## ARTICLE

Dennis Schrader and Wendi Peters, Governor Larry Hogan’s secretaries for Health and Planning, respectively, have filed suit in Anne Arundel County Circuit Court against State Treasurer Nancy Kopp and the State of Maryland seeking a declaratory judgment on their right to receive their paychecks, reports Bryan Sears for the Daily Record.
Governor Larry Hogan withdrew his appointees’ nominations during the legislative session, preventing the State Senate from voting on their confirmations. The General Assembly passed budget language that prohibits the use of State budget funds to pay the salaries of certain secretaries and other high-ranking officials who did not receive Senate confirmation during the 2017 session. In response to the budget language, State Treasurer Nancy Kopp announced last month that should would not pay the secretaries at the start of fiscal 2018 year on July 1.
The Daily Record quotes Governor Hogan:
The attorney general gave both the legislature and our office the opinion that they’re legally serving in their positions so it would be illegal for us not to pay them.
Sears further reports:
The attorney general, in two different advisories, said Hogan could legally reappoint secretaries whose names he withdrew before a vote. But in a separate advisory, the office said that the language in the budget barring the payment of Schrader and Peters was also legal under the Maryland Constitution.
From the Letter To Senator Ferguson from the Office of the Attorney General (June 27, 2017):
The reappointment of Ms. Peters and Mr. Shrader after the close of session raises significant constitutional concerns because the practice of making recess reappointments of withdrawn nominees tends to circumvent the Senate’s constitutional confirmation role. But in the absence of any constitutional provision addressing the practice, our Office’s position has been that a governor may reappoint a withdrawn nominee after session so long as the nominee was not rejected by the full Senate. As for the budgetary restriction, I believe it is a constitutionally permissible exercise of the Legislature’s power to impose conditions on the expenditure of appropriated money, particularly as applied to the positions of Secretary and Acting Secretary.

## AIM 1
List every person identified by name in the article on the Maryland cabinet secretaries' pay dispute.
## AIM 2
Write the next paragraph of the article about the lawsuit over the Maryland secretaries' paychecks, picking up after its final sentence.

Object point labels

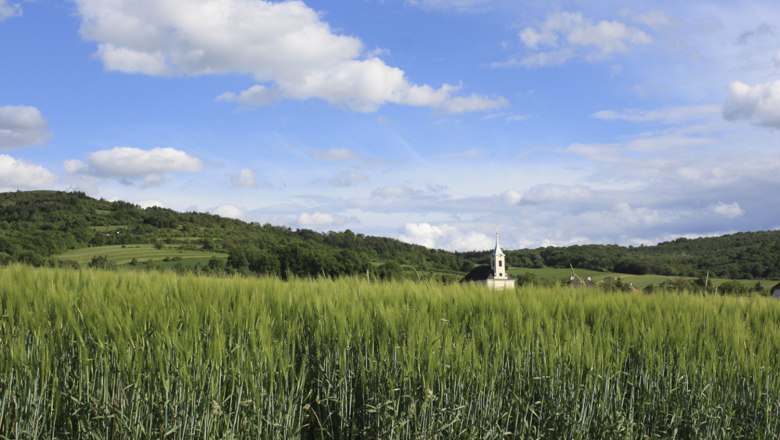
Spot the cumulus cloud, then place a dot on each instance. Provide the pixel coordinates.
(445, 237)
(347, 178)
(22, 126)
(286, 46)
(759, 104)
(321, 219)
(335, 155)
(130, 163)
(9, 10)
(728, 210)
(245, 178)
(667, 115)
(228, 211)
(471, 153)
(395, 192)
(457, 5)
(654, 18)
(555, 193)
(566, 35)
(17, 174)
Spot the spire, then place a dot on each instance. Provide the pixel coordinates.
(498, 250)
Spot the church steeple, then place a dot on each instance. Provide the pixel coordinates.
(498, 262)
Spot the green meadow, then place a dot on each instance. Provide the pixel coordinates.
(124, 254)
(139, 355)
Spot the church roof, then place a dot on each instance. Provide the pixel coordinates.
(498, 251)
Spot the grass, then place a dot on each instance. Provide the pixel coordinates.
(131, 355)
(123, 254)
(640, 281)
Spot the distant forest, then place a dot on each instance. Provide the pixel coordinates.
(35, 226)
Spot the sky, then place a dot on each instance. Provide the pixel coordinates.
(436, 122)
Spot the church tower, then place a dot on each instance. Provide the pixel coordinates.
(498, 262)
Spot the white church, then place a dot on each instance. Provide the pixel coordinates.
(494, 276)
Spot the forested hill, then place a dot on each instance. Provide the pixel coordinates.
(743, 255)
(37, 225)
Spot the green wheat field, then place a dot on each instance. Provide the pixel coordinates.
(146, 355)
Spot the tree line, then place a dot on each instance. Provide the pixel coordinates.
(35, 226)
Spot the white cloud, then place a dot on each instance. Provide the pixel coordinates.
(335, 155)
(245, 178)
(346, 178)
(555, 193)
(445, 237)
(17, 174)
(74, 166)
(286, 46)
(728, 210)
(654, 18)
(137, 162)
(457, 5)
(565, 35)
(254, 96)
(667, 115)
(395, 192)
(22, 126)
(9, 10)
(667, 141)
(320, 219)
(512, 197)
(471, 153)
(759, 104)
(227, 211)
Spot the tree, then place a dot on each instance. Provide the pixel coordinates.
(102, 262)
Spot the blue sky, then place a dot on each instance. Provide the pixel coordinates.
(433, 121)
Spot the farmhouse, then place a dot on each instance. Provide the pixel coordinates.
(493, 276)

## TASK OUTPUT 1
Dennis Schrader, Wendi Peters, Larry Hogan, Nancy Kopp, Bryan Sears, Senator Ferguson

## TASK OUTPUT 2
Although a reviewing court might disagree with one or both of these conclusions, it likely would not resolve the reappointment and budgetary issues in a way that would allow a governor to systematically circumvent the Senate’s confirmation role. Instead, it would either invalidate the reappointment of the withdrawn nominees, or, more likely, conclude that the budgetary restriction is a constitutionally valid means of ensuring the integrity of the Senate confirmation process. Thus, even if Ms. Peters and Mr. Shrader were valid recess appointments, they may not receive a salary as Secretary, Acting Secretary, Deputy Secretary, or Assistant Secretary as of the budgetary restriction’s July 1 effective date.
Useful Links
- Daily Record coverage (behind paywall)
- Schrader and Peters’ Complaint For Mandamus and Declaratory Judgment
- Letter To Senator Ferguson from the Office of the Attorney General (June 27, 2017)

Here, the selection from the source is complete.